■ Task item: Print out the entries below with no edits.

■ Exercise data:
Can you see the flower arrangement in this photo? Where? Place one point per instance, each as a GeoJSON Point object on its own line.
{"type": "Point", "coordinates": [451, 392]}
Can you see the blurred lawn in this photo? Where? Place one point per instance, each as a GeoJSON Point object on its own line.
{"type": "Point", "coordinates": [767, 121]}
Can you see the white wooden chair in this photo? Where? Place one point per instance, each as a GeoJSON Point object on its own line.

■ Result for this exercise:
Can you see the flower arrangement in this photo? Where? Place one point per instance, each as a GeoJSON Point object on its own line.
{"type": "Point", "coordinates": [451, 392]}
Can you see the blurred lawn in this photo? Where? Place one point per instance, each as a GeoJSON Point object on its own line.
{"type": "Point", "coordinates": [767, 121]}
Can you see the white wooden chair in this photo? Where? Place one point per instance, each as a GeoJSON Point object on its own line.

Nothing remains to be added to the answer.